Aim
How many lines of the listing below contain the string "Target"? Case counts. Reply with the number alone.
-------- Listed records --------
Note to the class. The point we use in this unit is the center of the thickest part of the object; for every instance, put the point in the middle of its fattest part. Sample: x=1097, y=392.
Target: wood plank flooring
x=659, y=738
--------
-------- Listed records --------
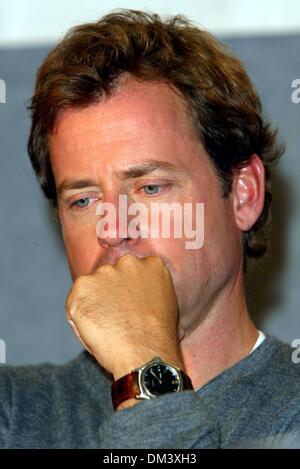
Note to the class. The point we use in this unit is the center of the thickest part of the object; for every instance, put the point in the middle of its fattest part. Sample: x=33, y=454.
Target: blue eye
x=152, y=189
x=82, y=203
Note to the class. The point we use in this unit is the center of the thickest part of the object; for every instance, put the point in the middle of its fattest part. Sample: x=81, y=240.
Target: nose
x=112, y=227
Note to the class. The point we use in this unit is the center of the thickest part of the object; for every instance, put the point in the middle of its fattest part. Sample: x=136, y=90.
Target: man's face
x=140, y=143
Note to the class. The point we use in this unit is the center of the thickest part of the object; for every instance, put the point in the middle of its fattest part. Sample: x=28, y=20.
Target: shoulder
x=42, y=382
--------
Solved exercise
5